• Exercise details
Render the stretch of data that opens with the line containing "jar label, and" and closes with the line containing "column 305, row 764", both included, as a Markdown table with the columns Row and Line. Number each line in Row and leave out any blank lines.

• Source records

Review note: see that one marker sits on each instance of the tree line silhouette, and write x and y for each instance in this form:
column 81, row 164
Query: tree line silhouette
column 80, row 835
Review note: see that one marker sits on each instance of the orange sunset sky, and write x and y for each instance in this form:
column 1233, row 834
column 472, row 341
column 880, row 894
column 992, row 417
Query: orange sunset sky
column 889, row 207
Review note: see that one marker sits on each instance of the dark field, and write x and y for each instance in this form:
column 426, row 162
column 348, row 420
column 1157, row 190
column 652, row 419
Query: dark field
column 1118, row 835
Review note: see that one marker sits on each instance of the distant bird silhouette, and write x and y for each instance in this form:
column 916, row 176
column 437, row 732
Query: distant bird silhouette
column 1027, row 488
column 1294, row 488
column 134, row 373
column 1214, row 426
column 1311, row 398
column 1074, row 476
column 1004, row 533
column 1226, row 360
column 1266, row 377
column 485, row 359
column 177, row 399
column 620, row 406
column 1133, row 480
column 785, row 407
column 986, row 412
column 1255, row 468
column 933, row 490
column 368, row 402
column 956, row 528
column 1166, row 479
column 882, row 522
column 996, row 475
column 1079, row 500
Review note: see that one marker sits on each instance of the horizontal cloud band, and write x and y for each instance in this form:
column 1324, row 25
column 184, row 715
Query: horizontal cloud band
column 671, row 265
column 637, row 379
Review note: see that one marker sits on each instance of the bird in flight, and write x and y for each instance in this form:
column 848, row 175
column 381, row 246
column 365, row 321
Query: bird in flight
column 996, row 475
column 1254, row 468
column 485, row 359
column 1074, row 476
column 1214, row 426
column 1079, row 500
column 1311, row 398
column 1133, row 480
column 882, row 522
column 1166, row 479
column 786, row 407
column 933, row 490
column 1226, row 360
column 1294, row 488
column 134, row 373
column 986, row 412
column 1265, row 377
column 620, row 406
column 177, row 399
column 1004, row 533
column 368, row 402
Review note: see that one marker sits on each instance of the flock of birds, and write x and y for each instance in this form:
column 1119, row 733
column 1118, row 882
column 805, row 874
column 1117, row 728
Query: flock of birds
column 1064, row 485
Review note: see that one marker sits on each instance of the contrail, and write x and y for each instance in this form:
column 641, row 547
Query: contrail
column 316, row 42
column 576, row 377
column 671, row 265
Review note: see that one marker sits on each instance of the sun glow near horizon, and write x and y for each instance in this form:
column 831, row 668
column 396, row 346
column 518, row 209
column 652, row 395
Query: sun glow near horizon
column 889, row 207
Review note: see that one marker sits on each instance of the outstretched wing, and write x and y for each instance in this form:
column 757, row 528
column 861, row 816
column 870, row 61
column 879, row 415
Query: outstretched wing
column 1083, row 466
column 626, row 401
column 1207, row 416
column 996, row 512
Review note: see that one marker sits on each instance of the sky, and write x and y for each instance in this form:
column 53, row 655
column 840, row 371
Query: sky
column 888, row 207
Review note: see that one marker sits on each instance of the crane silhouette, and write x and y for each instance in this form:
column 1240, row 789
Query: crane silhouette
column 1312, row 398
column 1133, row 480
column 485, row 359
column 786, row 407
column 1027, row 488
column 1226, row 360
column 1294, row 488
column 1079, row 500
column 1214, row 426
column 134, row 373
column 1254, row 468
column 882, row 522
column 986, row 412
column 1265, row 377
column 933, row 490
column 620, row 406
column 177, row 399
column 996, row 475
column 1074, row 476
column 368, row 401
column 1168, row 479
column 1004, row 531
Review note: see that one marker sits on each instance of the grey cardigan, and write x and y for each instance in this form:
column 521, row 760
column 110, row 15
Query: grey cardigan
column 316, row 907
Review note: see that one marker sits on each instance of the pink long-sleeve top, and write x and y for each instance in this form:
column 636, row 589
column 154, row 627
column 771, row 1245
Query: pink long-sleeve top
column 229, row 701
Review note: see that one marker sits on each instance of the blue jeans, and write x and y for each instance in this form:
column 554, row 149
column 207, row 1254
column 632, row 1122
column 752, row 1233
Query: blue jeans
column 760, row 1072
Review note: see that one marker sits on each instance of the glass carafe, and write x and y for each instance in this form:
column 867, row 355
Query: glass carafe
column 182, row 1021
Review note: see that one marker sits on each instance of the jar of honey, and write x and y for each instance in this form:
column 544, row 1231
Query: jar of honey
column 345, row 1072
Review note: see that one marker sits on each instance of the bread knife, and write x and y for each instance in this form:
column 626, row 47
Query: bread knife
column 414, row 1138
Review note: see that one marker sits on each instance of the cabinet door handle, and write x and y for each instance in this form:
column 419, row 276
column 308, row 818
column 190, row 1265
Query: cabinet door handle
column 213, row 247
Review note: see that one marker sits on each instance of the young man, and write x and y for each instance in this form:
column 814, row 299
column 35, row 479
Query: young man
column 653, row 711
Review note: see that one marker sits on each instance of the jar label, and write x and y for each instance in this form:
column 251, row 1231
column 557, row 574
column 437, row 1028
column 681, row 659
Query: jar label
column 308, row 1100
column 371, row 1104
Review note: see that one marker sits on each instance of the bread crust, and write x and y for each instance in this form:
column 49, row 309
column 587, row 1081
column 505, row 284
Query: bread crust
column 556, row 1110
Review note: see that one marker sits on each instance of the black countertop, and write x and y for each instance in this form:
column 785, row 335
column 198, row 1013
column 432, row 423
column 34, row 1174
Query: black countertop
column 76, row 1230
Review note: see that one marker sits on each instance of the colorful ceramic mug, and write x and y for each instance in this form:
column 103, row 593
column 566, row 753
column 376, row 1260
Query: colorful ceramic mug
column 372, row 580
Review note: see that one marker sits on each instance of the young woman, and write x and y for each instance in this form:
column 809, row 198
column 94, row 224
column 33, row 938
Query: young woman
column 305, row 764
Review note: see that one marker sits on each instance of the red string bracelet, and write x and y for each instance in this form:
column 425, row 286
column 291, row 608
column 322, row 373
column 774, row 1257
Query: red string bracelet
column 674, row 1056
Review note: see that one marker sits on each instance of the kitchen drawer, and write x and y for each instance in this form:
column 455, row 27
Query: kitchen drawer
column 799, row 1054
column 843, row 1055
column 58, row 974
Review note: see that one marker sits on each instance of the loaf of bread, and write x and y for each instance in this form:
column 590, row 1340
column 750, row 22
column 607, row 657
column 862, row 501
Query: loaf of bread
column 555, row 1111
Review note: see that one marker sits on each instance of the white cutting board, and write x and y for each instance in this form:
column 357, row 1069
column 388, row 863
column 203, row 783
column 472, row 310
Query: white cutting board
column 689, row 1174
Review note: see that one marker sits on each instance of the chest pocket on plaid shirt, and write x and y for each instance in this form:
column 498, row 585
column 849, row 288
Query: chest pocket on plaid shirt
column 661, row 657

• The result
| Row | Line |
|---|---|
| 1 | Review note: see that one marker sits on each instance of the jar label, and write x and y for each instance in this form: |
| 2 | column 251, row 1231 |
| 3 | column 557, row 574 |
| 4 | column 437, row 1028 |
| 5 | column 681, row 659 |
| 6 | Query: jar label |
| 7 | column 308, row 1100 |
| 8 | column 371, row 1104 |
| 9 | Review note: see that one marker sits on each instance of the bread crust, and write x and y for each instance in this form: |
| 10 | column 49, row 309 |
| 11 | column 587, row 1081 |
| 12 | column 505, row 284 |
| 13 | Query: bread crust |
| 14 | column 556, row 1110 |
| 15 | Review note: see that one marker sits on each instance of the black countertop, and write x and y for each instance in this form: |
| 16 | column 785, row 335 |
| 17 | column 198, row 1013 |
| 18 | column 432, row 423 |
| 19 | column 34, row 1174 |
| 20 | Query: black countertop |
| 21 | column 76, row 1230 |
| 22 | Review note: see that one marker sits on each instance of the colorful ceramic mug, and write x and y for each instance in this form: |
| 23 | column 103, row 593 |
| 24 | column 566, row 753 |
| 25 | column 376, row 1260 |
| 26 | Query: colorful ceramic mug |
| 27 | column 372, row 580 |
| 28 | Review note: see that one marker sits on each instance of the young woman, and write x and y for each instance in this form: |
| 29 | column 809, row 198 |
| 30 | column 94, row 224 |
| 31 | column 33, row 938 |
| 32 | Query: young woman |
| 33 | column 305, row 764 |